■ PASSAGE SHOWN
= = = = =
In October 1908 at the Empire in Bristol Victoria’s varied talents were praised and she ‘is in the top flight of comediennes’. The song entitled ‘Moving’ was of the ‘coon’ variety.
In 1909, on stage at the Canterbury Music hall, she was the only performer who was able to get a hearing, and any sense out of a number of rioting, medical students, who were shouting and hollering and throwing fruit onto the stage at several of the performances, since the act they were expecting, Dr Bodie, the bloodless surgeon, was not able to appear because of illness. The safety curtain had eventually to be let down and the performances suspended, but Victoria took it upon herself to lead one of the more reasoning students on to the stage by the hand (a delight to him, no doubt) and some sense of order was achieved before the police arrived. Victoria was certainly a self-motivated girl and at the height of her popularity also must have held quite an amount of influence.
= = = = =
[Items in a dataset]

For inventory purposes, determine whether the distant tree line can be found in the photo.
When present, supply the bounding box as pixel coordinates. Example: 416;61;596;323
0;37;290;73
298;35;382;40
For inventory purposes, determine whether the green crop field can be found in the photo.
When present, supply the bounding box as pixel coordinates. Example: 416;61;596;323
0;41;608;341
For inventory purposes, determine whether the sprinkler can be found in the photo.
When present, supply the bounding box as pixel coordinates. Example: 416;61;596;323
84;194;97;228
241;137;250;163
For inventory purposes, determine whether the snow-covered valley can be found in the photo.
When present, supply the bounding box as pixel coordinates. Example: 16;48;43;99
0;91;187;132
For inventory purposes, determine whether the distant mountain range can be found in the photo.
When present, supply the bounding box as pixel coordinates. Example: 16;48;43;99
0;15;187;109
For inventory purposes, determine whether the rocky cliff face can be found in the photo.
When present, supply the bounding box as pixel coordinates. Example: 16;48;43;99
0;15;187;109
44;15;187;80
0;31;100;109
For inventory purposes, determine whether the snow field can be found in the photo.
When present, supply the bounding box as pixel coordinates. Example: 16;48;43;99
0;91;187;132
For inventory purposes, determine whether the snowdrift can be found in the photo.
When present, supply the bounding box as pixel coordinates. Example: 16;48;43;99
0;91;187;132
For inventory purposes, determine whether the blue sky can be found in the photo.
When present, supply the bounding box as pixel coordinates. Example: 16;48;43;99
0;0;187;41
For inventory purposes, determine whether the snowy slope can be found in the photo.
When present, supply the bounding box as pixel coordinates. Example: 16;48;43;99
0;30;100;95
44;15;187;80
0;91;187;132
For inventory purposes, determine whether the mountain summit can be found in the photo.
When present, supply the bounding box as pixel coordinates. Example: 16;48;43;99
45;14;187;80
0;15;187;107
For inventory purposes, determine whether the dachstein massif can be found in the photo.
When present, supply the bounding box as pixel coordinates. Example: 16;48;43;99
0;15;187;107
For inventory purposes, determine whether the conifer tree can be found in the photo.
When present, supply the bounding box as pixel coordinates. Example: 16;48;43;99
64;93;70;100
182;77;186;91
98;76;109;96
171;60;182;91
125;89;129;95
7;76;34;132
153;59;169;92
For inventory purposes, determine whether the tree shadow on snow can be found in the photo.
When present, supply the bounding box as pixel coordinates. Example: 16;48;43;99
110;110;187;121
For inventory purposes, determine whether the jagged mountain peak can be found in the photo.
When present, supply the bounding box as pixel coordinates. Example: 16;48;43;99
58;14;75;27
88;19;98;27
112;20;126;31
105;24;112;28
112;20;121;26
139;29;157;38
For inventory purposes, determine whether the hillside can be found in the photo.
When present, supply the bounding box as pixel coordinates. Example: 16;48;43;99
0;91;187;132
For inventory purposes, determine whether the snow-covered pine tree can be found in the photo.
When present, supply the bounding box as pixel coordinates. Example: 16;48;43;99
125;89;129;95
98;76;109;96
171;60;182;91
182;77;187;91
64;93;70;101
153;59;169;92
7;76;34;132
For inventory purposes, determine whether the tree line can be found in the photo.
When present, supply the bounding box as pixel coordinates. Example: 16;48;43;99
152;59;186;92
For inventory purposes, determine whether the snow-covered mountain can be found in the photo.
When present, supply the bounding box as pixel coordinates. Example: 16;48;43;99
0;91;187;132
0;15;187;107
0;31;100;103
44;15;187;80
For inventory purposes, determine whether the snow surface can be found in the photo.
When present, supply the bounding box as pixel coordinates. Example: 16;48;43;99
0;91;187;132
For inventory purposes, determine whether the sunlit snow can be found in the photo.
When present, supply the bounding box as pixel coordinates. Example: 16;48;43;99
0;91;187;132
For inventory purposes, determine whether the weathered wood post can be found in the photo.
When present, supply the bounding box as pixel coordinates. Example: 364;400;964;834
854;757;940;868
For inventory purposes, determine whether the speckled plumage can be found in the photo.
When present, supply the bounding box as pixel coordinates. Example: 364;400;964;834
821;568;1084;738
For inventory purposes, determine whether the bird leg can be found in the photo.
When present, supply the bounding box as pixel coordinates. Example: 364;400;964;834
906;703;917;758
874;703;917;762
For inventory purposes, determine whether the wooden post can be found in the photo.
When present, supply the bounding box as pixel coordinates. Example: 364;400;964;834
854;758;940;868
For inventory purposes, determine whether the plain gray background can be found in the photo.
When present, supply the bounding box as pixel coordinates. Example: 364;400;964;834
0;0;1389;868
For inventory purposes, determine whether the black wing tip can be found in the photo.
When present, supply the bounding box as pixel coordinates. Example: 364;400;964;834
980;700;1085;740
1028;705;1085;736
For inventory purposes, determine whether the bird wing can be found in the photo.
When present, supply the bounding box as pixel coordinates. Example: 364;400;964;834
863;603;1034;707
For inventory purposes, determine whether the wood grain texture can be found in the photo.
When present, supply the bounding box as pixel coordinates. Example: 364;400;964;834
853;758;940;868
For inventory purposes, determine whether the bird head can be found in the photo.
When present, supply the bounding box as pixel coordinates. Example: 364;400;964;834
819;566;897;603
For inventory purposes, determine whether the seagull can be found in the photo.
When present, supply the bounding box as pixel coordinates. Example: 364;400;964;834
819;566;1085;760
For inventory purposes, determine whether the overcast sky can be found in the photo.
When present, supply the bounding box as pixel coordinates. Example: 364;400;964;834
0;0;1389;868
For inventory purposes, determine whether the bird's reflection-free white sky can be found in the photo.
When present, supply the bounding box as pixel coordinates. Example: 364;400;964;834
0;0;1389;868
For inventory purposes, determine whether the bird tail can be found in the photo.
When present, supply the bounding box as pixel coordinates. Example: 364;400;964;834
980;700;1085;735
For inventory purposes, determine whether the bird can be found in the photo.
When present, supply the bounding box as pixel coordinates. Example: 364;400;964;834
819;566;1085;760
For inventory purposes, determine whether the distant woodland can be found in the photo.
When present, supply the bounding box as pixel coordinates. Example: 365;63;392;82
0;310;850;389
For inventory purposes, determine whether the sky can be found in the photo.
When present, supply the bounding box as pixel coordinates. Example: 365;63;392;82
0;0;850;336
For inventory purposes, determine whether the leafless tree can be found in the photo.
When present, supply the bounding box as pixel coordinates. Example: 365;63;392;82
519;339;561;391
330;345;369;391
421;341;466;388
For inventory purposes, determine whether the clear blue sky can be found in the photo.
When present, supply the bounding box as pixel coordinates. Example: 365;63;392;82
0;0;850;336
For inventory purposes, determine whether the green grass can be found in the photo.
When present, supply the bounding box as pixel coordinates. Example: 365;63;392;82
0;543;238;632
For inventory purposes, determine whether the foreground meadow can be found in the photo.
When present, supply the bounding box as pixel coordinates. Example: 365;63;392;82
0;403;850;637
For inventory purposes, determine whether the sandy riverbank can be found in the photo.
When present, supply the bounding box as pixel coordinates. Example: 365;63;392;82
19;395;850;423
= = = = =
■ DIRECTIONS FOR THIS TASK
Condense the paragraph of the passage on Victoria's stage career that begins "In 1909, on stage at the Canterbury Music hall" into a short bulleted list that keeps its main facts. None of the records are needed for the task.

■ WRITTEN ANSWER
- In 1909, rioting medical students disrupted several performances at the Canterbury Music hall by shouting and throwing fruit at the stage.
- They were angry because the act they expected, Dr Bodie, the bloodless surgeon, could not appear because of illness.
- Victoria was the only performer who could get a hearing from them.
- The safety curtain was eventually lowered and the performances were suspended.
- Victoria led one of the more reasonable students onto the stage by the hand, and some order was restored before the police arrived.
- She was self-motivated and, at the height of her popularity, must have had considerable influence.